» YOUR TASK
Output the listing below word for word, keeping every line but leaving out the pictures.

Records from a point annotation dataset
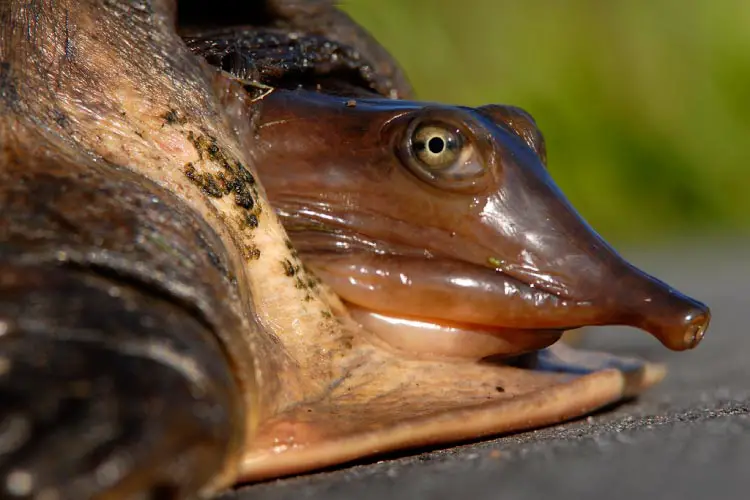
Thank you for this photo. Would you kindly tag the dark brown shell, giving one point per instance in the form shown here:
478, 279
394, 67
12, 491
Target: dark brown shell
287, 44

» RESULT
Thank you for this photo. Would you kindly tag the dark brown shell, giving one point per instance in the form shown here:
478, 279
394, 67
12, 491
Target: dark brown shell
287, 44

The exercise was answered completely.